Start of Page

Lagerfeld Confidential Page #2
"You're 6 years old.
Make an effort or shut up."
Was she loving?
Most likely.
She wasn't an abusive mother.
She was relatively distant,
her favour had to be earned.
Not the abusive type
who smothers you and kisses you.
I'd have hated that.
I wouldn't have swapped her.
I thought she was great.
It's time.
Are you a loyal friend?
Yes. Although my friendship
mustn't be abused.
I don't remain friends come what may.
I have a view of things.
Friendship is like love.
You can't take things for granted.
You need a sword of Damocles
hanging over a relationship.
That shows how good it is.
Both of us have to make an effort.
Because indifference is just...
Friendship is often used to describe
something you're indifferent about.
You mustn't trivialise these things.
With people you really care about,
you need a certain tension
in the day-to-day relationship,
otherwise it becomes trivial
and I don't want that.
Thanks for your help.
See you tomorrow...
The ballet with the dresses is good.
I've seen it 3 times.
As I was telling someone.
We've seen you do it 3 times.
As I told one of the dancers.
I like the choreographer a lot.
I know him.
I photographed him 2 years ago.
Cherkaoui?
Yes.
Cute as anything.
Le Millefiori.
Do you want to eat
before leaving tomorrow?
All right.
Goodnight, Sir.
See you tomorrow.
See you later...
After a while, you have to stop
boozing and go to bed early.
I'd hate to die in perfect health!
You're lucky.
Goodbye, Karl.
I'll be able to lunch outside.
Would you like fruit?
This one, you can open...
I don't know what that's like.
This is for Madame Gallico.
These two we'll take back to Paris.
We'll put these two away...
That's for Madame Clotilde,
and her daughter...
Madame Gallico...
Princess Antoinette and her daughter.
I'll write a card for this and this.
Your cushion...

End of Page

Repeat the Lagerfeld Confidential transcript word for word, between "You're lucky." and "these two away...", inclusive. The rows that come after this aren't needed.

Start of Supplied data

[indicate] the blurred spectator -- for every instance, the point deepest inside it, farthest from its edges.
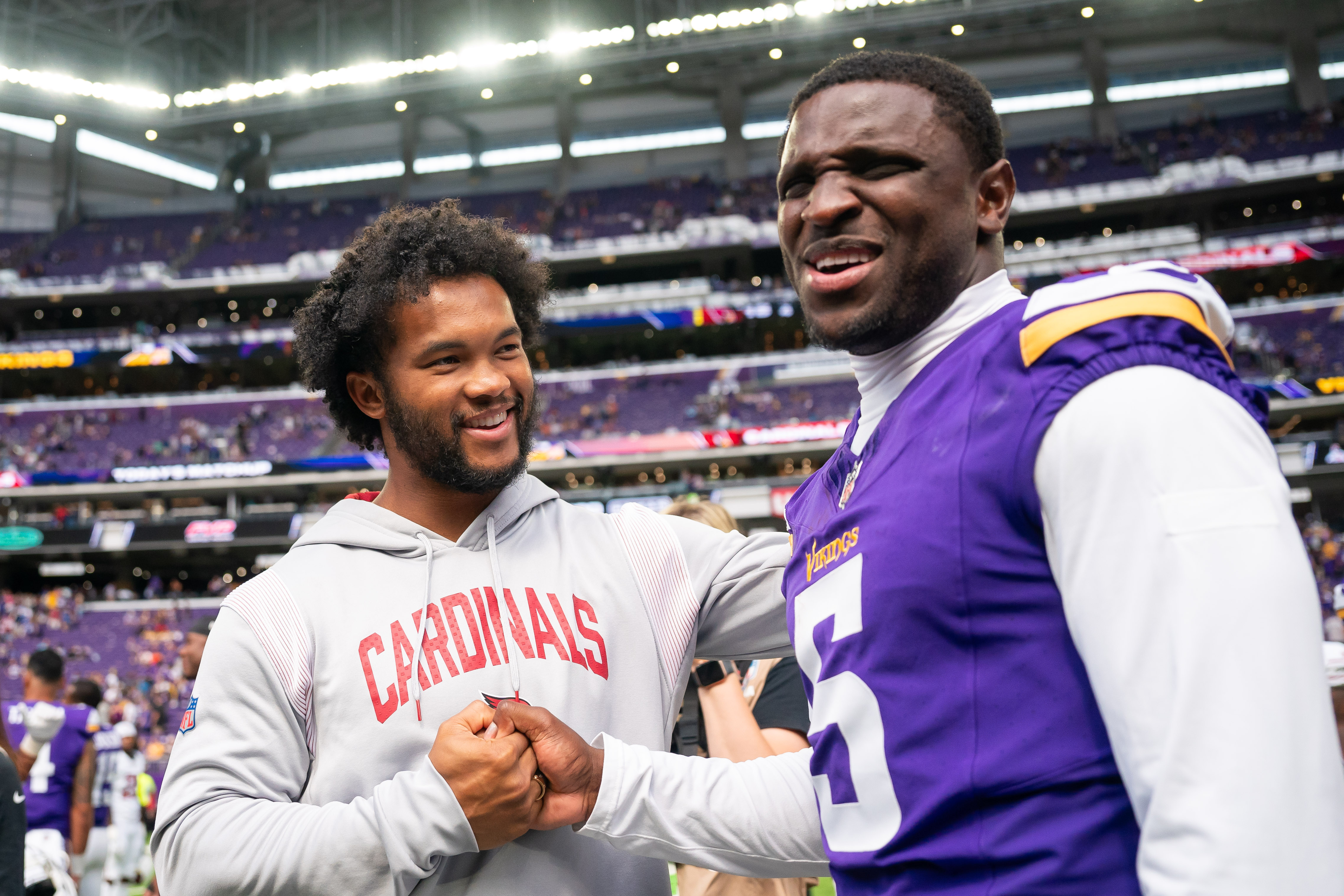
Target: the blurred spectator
(748, 710)
(196, 647)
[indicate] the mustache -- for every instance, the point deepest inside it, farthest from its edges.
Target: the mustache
(514, 404)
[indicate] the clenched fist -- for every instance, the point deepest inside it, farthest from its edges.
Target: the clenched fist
(492, 780)
(572, 766)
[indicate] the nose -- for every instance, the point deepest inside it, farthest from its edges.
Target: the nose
(831, 202)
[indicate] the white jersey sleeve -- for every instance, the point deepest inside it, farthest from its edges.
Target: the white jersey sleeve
(230, 812)
(1194, 608)
(124, 800)
(754, 819)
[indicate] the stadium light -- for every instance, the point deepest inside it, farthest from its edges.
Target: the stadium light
(1035, 103)
(642, 143)
(764, 129)
(432, 165)
(41, 129)
(1191, 87)
(471, 57)
(761, 15)
(342, 175)
(54, 82)
(109, 150)
(521, 155)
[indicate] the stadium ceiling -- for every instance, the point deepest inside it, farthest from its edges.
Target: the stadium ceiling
(180, 48)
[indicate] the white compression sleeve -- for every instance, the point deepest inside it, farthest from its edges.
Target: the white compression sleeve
(1193, 605)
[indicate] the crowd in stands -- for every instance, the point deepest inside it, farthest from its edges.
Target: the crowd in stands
(695, 401)
(1073, 162)
(1308, 344)
(273, 232)
(82, 440)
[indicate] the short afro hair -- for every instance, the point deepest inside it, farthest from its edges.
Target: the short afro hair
(961, 100)
(347, 323)
(48, 666)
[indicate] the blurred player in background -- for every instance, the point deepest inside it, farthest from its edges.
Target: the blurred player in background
(57, 762)
(14, 823)
(194, 647)
(127, 828)
(107, 746)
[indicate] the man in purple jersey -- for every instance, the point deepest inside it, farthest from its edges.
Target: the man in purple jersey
(57, 767)
(107, 746)
(1049, 598)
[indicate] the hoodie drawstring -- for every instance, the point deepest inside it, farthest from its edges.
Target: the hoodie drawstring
(511, 657)
(416, 690)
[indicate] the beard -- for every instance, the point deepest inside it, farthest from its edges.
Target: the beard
(924, 292)
(443, 460)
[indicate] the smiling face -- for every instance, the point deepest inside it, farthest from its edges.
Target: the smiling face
(883, 219)
(455, 391)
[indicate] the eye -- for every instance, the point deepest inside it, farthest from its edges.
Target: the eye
(885, 170)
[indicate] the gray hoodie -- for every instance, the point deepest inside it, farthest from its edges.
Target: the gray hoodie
(302, 764)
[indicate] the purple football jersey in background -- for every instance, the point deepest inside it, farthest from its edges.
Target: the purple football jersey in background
(959, 747)
(53, 774)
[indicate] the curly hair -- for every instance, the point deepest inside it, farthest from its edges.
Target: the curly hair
(961, 100)
(346, 324)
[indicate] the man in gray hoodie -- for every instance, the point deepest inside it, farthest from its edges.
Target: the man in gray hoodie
(315, 757)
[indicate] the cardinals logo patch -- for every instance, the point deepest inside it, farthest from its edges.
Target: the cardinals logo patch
(189, 719)
(492, 702)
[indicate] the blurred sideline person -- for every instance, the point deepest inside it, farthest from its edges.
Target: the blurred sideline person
(194, 647)
(127, 828)
(107, 746)
(742, 715)
(14, 823)
(1060, 629)
(314, 755)
(57, 764)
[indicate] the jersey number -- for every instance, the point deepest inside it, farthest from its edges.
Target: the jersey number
(847, 702)
(42, 770)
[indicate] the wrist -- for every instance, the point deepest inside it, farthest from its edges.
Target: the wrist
(713, 672)
(597, 764)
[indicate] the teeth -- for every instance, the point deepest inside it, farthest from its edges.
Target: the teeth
(488, 422)
(835, 260)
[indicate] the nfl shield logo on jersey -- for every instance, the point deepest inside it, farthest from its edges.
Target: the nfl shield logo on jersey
(849, 484)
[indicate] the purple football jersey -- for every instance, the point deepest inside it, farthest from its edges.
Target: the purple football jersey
(959, 747)
(53, 774)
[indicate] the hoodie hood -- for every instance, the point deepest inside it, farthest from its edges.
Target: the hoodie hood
(363, 524)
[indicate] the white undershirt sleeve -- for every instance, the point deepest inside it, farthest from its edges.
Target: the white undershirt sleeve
(1191, 601)
(754, 819)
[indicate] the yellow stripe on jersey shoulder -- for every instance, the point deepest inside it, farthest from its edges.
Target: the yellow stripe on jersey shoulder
(1047, 330)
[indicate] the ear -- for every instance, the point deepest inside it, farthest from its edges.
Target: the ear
(995, 191)
(367, 394)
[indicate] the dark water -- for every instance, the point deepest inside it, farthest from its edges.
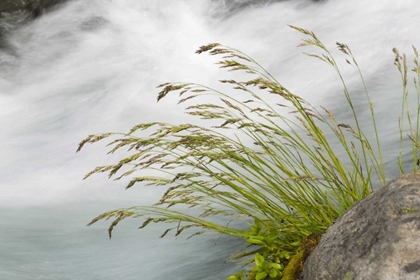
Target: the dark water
(92, 66)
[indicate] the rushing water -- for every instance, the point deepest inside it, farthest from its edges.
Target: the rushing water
(92, 66)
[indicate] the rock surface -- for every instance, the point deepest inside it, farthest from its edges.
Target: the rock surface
(377, 238)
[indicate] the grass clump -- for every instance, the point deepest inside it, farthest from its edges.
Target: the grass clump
(278, 179)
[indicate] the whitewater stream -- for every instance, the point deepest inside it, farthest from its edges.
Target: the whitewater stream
(93, 66)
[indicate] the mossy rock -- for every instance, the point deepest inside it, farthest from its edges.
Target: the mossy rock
(295, 266)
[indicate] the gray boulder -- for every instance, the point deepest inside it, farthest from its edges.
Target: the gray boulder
(377, 238)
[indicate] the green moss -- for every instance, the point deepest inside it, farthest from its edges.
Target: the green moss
(349, 275)
(409, 210)
(295, 266)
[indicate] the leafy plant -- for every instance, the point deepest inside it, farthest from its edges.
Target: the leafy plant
(276, 175)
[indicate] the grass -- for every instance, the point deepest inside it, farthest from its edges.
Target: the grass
(277, 178)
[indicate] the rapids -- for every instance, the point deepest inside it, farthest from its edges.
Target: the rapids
(92, 66)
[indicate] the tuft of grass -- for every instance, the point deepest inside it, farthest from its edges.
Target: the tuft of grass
(277, 180)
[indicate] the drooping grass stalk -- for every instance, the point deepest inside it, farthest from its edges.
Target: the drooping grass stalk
(277, 175)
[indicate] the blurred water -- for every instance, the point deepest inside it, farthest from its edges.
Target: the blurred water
(92, 66)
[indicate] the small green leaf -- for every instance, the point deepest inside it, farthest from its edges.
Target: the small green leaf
(255, 241)
(275, 266)
(261, 275)
(273, 273)
(259, 260)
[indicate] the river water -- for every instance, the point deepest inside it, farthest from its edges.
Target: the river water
(92, 66)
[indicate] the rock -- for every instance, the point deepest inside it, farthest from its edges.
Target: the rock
(377, 238)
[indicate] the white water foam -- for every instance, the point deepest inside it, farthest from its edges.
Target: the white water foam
(92, 66)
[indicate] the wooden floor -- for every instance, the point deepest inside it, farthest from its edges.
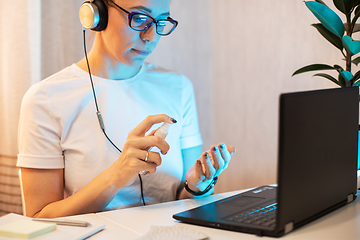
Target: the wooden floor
(10, 194)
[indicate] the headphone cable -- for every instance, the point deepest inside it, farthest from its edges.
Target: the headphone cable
(101, 122)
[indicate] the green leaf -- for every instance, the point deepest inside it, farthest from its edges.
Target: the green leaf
(357, 84)
(356, 16)
(332, 38)
(341, 80)
(356, 77)
(338, 68)
(351, 46)
(356, 61)
(313, 67)
(320, 1)
(331, 78)
(347, 75)
(344, 6)
(356, 27)
(327, 17)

End of Supplied data

◆ Result of this exercise
You're lucky.
Goodbye, Karl.
I'll be able to lunch outside.
Would you like fruit?
This one, you can open...
I don't know what that's like.
This is for Madame Gallico.
These two we'll take back to Paris.
We'll put these two away...